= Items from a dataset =
================================

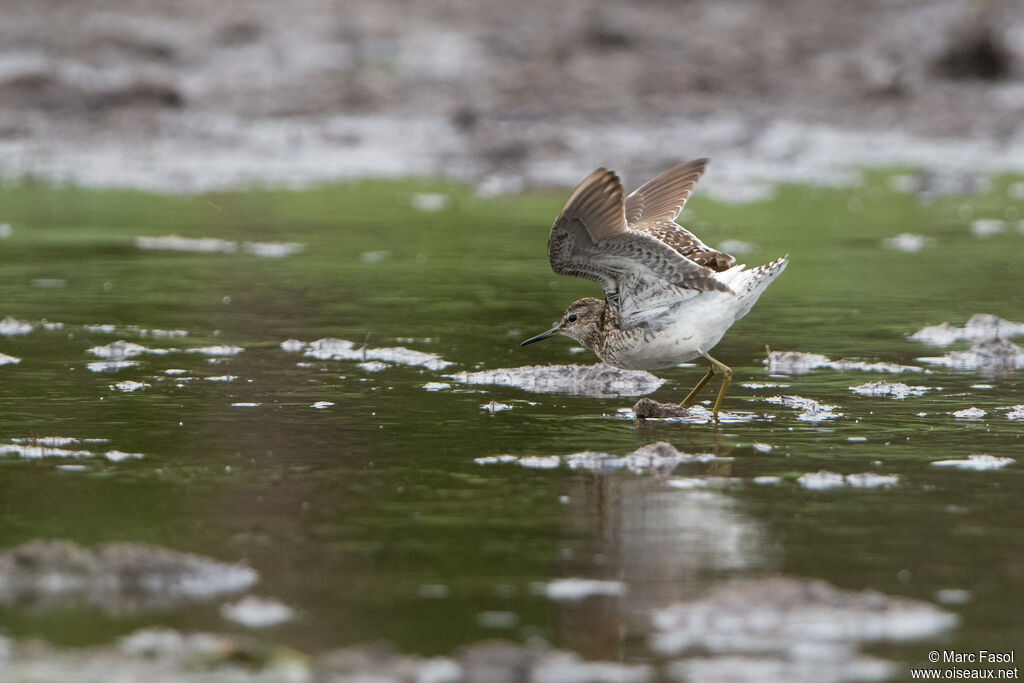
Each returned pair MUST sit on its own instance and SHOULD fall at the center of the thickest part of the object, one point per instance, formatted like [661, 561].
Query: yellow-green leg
[713, 365]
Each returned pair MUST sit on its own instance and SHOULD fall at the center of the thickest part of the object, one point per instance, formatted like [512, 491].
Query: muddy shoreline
[193, 97]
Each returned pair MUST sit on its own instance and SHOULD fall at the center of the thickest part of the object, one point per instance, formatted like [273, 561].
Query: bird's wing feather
[686, 244]
[591, 240]
[665, 196]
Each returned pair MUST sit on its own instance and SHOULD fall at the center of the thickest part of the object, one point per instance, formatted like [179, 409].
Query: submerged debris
[812, 410]
[118, 578]
[659, 458]
[256, 612]
[121, 349]
[330, 348]
[979, 327]
[495, 407]
[600, 380]
[798, 363]
[906, 242]
[218, 246]
[646, 408]
[128, 386]
[110, 366]
[10, 327]
[895, 389]
[796, 630]
[993, 356]
[574, 590]
[976, 462]
[823, 480]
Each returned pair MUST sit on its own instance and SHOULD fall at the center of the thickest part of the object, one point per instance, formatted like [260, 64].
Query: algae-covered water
[356, 492]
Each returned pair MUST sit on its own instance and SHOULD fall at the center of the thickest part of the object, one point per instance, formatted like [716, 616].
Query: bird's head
[582, 322]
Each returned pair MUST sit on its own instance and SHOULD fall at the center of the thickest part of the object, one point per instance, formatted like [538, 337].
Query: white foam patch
[989, 354]
[218, 350]
[10, 327]
[976, 462]
[128, 386]
[111, 366]
[896, 390]
[970, 414]
[120, 456]
[577, 590]
[811, 411]
[600, 380]
[908, 243]
[256, 612]
[798, 363]
[978, 328]
[330, 348]
[823, 480]
[495, 407]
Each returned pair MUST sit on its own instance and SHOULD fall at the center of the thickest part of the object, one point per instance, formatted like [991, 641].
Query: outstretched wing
[665, 196]
[591, 240]
[653, 207]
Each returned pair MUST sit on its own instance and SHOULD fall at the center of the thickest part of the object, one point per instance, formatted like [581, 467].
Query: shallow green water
[348, 511]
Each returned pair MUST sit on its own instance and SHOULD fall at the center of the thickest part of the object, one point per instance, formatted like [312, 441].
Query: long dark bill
[544, 335]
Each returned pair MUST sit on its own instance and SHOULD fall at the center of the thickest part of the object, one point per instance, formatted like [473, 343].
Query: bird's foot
[647, 408]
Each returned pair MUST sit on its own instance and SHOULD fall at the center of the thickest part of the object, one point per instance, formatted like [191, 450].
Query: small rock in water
[976, 462]
[895, 389]
[256, 612]
[600, 380]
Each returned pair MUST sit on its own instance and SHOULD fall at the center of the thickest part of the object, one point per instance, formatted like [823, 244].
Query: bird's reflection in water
[665, 544]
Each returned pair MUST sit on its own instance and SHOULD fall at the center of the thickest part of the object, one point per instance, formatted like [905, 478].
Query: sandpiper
[668, 297]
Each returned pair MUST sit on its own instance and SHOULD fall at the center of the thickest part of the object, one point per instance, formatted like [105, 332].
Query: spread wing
[653, 207]
[592, 240]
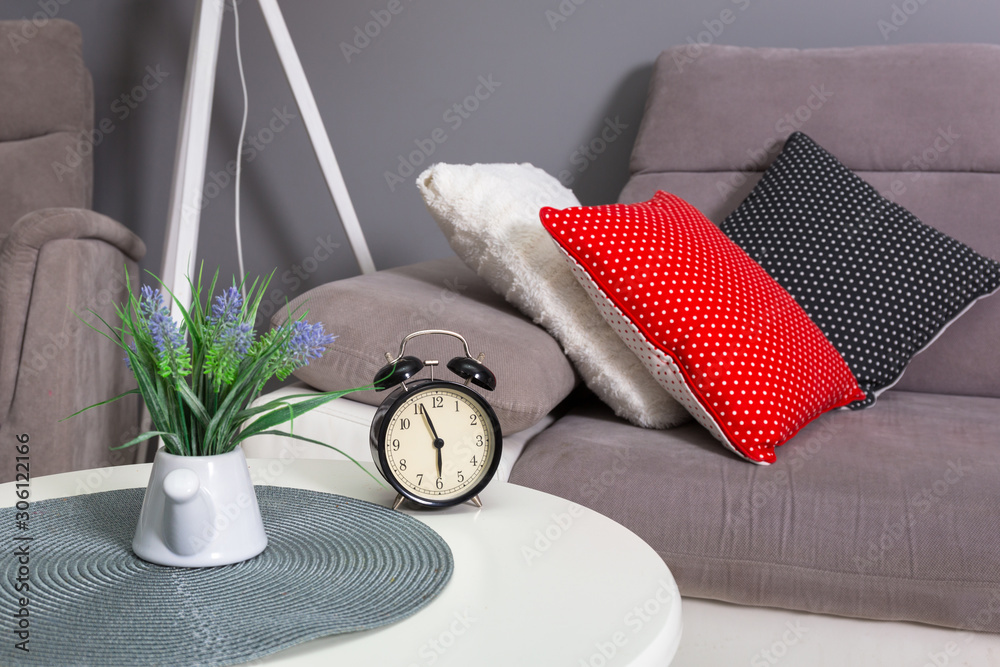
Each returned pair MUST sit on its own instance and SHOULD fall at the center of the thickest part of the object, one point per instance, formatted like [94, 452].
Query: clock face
[440, 443]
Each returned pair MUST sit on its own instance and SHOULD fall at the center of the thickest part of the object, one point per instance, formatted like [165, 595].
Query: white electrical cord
[239, 148]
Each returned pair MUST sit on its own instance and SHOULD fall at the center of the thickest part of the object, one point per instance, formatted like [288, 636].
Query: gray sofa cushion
[887, 513]
[370, 315]
[918, 122]
[48, 112]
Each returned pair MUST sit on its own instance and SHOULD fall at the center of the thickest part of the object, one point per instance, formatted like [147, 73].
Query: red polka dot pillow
[712, 326]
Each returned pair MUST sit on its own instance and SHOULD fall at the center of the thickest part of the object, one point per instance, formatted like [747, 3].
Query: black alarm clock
[437, 442]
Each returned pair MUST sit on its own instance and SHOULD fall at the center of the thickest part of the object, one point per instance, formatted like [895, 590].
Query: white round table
[537, 581]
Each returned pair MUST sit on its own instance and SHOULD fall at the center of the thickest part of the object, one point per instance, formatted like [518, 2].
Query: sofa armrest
[19, 257]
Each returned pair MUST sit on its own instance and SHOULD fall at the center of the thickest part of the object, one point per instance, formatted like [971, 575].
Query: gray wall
[562, 69]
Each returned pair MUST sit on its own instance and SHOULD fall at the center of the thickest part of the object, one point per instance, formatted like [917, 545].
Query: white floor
[719, 634]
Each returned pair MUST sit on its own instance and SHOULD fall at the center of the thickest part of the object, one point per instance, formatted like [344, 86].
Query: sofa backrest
[920, 122]
[46, 116]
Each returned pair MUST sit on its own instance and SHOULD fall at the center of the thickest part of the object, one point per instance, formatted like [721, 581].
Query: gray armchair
[57, 258]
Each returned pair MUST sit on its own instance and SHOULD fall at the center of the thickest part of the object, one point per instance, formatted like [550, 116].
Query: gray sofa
[885, 513]
[57, 258]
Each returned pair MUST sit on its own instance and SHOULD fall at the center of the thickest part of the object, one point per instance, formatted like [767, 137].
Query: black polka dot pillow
[715, 330]
[881, 284]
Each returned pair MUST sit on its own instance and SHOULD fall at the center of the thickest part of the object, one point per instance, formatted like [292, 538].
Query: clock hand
[438, 442]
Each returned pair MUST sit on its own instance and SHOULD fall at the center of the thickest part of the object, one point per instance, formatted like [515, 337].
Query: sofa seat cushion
[371, 314]
[893, 514]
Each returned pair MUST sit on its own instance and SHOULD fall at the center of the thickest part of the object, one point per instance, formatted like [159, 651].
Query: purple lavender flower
[307, 341]
[231, 344]
[150, 301]
[128, 360]
[226, 307]
[169, 341]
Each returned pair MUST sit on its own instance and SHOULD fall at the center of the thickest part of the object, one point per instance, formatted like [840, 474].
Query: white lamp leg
[317, 132]
[181, 247]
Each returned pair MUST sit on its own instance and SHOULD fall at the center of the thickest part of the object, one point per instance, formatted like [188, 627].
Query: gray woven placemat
[332, 565]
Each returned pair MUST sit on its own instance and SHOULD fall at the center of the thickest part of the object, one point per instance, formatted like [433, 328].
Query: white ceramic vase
[199, 511]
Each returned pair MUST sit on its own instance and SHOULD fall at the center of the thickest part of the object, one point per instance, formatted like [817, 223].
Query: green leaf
[97, 405]
[142, 438]
[280, 415]
[336, 449]
[192, 401]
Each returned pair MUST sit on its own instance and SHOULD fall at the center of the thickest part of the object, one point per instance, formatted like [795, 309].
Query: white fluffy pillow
[489, 213]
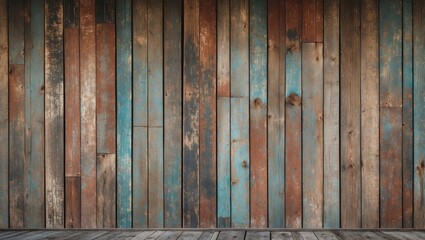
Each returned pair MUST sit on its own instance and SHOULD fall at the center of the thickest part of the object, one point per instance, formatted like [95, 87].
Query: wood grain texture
[419, 114]
[391, 100]
[258, 113]
[370, 113]
[350, 114]
[312, 123]
[207, 114]
[191, 114]
[4, 117]
[172, 112]
[88, 112]
[331, 124]
[223, 113]
[106, 190]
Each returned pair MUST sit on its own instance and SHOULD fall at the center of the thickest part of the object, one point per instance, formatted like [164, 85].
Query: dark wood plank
[172, 112]
[350, 114]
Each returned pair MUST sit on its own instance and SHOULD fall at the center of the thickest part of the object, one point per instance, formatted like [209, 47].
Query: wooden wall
[212, 113]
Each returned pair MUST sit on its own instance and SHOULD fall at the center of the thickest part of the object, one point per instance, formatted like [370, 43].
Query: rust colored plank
[88, 112]
[207, 114]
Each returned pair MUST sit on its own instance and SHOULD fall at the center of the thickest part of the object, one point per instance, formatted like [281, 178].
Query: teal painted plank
[172, 113]
[239, 108]
[34, 202]
[124, 113]
[4, 116]
[312, 125]
[407, 113]
[419, 113]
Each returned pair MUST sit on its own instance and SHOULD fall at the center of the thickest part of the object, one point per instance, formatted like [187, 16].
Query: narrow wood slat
[207, 113]
[191, 114]
[370, 113]
[124, 113]
[54, 107]
[419, 113]
[293, 114]
[258, 113]
[106, 190]
[223, 113]
[172, 113]
[312, 123]
[88, 112]
[350, 114]
[390, 21]
[4, 117]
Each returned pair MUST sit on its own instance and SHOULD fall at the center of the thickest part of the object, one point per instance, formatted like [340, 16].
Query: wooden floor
[210, 235]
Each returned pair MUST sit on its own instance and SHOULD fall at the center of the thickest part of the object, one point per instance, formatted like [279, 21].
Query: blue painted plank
[124, 114]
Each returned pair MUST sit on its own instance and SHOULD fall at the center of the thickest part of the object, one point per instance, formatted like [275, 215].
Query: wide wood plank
[54, 107]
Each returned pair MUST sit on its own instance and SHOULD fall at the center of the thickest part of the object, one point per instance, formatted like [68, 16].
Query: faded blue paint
[124, 114]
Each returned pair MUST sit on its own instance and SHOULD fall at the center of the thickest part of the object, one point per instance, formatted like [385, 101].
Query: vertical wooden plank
[207, 114]
[293, 114]
[88, 112]
[191, 114]
[239, 112]
[258, 113]
[16, 144]
[312, 123]
[124, 113]
[105, 88]
[54, 107]
[350, 114]
[140, 114]
[276, 113]
[72, 114]
[391, 100]
[4, 117]
[407, 114]
[223, 113]
[331, 190]
[155, 113]
[172, 113]
[419, 113]
[106, 190]
[370, 113]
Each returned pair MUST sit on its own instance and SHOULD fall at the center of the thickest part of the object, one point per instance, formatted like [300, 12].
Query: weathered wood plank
[88, 112]
[370, 113]
[391, 100]
[207, 113]
[276, 114]
[4, 117]
[54, 117]
[223, 113]
[407, 114]
[105, 88]
[191, 114]
[293, 115]
[124, 113]
[331, 104]
[172, 113]
[16, 144]
[106, 189]
[350, 114]
[258, 113]
[312, 124]
[419, 113]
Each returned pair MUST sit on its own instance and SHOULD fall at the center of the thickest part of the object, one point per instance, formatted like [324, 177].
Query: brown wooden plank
[350, 114]
[106, 191]
[88, 112]
[370, 113]
[73, 204]
[207, 114]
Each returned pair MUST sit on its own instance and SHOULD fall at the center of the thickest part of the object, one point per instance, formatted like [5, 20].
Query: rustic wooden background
[212, 113]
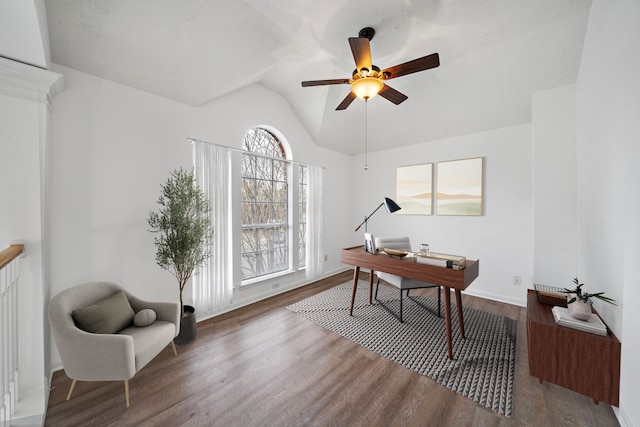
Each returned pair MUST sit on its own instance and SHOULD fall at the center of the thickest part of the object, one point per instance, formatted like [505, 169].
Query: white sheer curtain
[315, 246]
[213, 282]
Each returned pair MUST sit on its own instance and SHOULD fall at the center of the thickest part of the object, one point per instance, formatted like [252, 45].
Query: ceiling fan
[367, 79]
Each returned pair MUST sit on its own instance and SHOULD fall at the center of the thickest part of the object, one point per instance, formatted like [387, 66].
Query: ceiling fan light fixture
[367, 87]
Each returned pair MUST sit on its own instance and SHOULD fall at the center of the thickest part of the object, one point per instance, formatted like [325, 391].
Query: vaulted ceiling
[494, 55]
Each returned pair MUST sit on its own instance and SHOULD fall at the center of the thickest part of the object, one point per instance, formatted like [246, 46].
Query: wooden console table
[580, 361]
[448, 278]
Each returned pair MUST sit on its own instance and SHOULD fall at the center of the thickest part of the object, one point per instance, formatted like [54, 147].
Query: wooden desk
[448, 278]
[580, 361]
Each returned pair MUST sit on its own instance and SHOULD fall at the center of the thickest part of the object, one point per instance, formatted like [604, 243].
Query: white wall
[502, 238]
[608, 94]
[24, 94]
[112, 147]
[554, 186]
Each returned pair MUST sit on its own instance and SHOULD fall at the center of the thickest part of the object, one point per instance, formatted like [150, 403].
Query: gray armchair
[402, 283]
[118, 356]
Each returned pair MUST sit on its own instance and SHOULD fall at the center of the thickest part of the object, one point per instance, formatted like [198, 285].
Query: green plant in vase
[580, 304]
[183, 236]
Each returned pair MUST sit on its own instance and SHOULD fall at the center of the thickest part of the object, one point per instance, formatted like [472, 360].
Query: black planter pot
[187, 326]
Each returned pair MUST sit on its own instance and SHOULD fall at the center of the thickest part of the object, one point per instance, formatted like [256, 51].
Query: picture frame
[459, 187]
[370, 243]
[414, 189]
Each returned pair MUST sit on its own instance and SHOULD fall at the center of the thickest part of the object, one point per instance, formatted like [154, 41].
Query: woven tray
[550, 295]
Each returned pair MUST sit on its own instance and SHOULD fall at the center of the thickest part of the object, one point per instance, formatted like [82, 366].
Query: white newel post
[9, 371]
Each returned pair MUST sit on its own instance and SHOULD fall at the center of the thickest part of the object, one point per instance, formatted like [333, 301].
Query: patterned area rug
[483, 364]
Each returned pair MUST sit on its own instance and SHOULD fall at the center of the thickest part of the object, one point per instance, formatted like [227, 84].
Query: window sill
[267, 278]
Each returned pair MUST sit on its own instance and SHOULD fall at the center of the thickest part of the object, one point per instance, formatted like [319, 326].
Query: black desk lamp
[388, 203]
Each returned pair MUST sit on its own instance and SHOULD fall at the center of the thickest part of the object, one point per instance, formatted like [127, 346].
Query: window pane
[265, 206]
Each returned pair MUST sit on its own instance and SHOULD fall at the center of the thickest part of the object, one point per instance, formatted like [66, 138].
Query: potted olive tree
[183, 237]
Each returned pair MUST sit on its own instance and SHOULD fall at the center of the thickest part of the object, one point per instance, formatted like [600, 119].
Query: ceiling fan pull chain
[366, 166]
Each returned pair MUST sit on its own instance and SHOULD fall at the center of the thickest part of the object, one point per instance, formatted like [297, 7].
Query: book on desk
[594, 325]
[455, 262]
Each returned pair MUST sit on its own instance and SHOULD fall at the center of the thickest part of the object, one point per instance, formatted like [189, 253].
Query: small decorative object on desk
[444, 260]
[394, 252]
[550, 295]
[424, 248]
[592, 324]
[369, 243]
[580, 305]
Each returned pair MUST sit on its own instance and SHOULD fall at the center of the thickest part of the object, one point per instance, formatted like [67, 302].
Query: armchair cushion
[144, 317]
[107, 316]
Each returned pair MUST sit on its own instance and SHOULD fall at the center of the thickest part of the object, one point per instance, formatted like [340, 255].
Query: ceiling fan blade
[419, 64]
[347, 101]
[361, 52]
[325, 82]
[392, 95]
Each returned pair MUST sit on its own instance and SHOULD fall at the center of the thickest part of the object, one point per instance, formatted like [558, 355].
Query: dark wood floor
[263, 365]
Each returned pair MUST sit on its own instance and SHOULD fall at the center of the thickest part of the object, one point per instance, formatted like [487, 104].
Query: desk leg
[356, 273]
[447, 318]
[459, 306]
[371, 287]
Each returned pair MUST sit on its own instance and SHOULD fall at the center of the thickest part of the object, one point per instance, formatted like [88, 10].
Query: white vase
[580, 310]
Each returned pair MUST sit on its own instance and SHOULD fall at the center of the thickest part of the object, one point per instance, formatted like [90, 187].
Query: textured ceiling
[494, 54]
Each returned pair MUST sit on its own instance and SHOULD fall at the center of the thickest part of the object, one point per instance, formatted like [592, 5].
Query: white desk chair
[402, 283]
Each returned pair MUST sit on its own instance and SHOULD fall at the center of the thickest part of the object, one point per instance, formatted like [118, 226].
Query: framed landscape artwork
[414, 189]
[459, 187]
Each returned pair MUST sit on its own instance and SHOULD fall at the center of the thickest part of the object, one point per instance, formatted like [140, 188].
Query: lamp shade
[367, 87]
[391, 205]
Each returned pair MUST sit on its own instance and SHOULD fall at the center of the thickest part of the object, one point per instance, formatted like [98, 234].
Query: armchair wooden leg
[73, 384]
[126, 391]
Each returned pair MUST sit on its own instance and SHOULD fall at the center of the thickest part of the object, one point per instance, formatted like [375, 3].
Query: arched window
[266, 240]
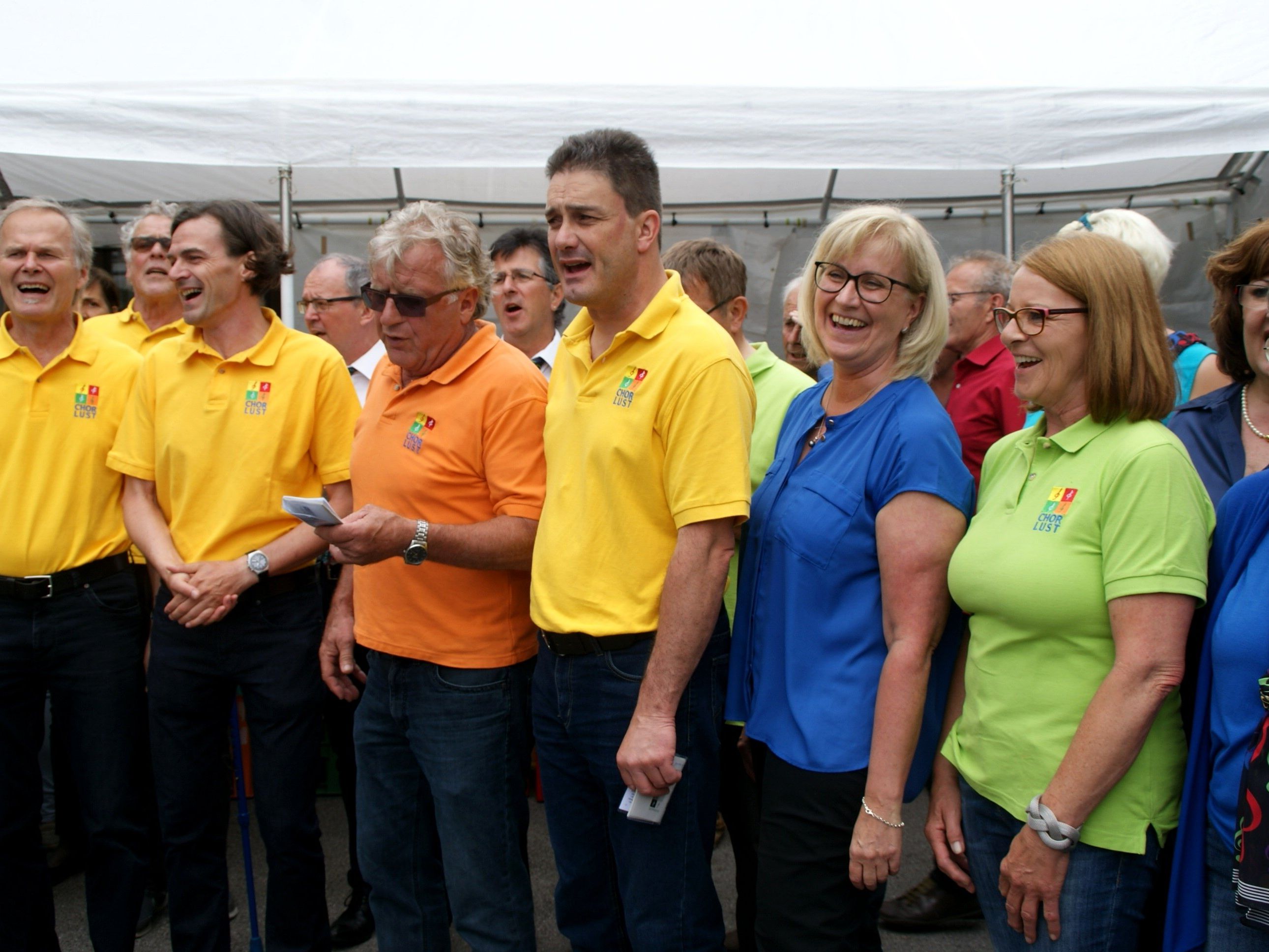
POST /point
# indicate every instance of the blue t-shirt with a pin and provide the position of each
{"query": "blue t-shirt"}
(1240, 656)
(809, 647)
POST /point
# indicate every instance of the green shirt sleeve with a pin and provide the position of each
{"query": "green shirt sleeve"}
(1156, 525)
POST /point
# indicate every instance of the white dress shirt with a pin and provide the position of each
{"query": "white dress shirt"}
(545, 358)
(363, 367)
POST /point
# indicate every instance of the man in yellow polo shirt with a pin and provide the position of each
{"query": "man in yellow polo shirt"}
(71, 617)
(648, 433)
(154, 313)
(225, 420)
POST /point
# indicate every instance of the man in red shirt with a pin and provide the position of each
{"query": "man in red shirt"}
(982, 404)
(984, 408)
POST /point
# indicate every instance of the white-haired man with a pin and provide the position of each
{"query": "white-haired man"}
(448, 474)
(71, 617)
(154, 313)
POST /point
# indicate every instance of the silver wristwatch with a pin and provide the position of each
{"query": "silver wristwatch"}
(258, 563)
(416, 551)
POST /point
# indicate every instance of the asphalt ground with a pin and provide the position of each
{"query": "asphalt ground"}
(73, 926)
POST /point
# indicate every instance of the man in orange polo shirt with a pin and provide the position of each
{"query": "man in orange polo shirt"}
(448, 477)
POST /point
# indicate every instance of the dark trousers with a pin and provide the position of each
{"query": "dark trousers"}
(268, 648)
(738, 803)
(337, 715)
(84, 648)
(626, 885)
(806, 902)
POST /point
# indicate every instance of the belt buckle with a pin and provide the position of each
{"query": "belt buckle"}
(32, 580)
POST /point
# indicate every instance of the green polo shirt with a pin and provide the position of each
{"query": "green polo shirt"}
(776, 384)
(1066, 523)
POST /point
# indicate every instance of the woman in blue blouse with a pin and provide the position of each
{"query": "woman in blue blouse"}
(1226, 432)
(843, 588)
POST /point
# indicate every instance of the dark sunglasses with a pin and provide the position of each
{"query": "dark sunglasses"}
(407, 305)
(144, 243)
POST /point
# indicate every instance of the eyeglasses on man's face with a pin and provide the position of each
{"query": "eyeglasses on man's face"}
(407, 305)
(144, 243)
(322, 304)
(1031, 320)
(874, 289)
(518, 276)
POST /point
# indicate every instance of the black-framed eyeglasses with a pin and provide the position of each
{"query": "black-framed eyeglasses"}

================================

= Prompt =
Identify each line of the records containing the string "belt", and copy those lines. Matching is case-sensitive.

= Reply =
# indicate every instance of the belt buckle with a pin and provide the position of each
{"query": "belt buckle"}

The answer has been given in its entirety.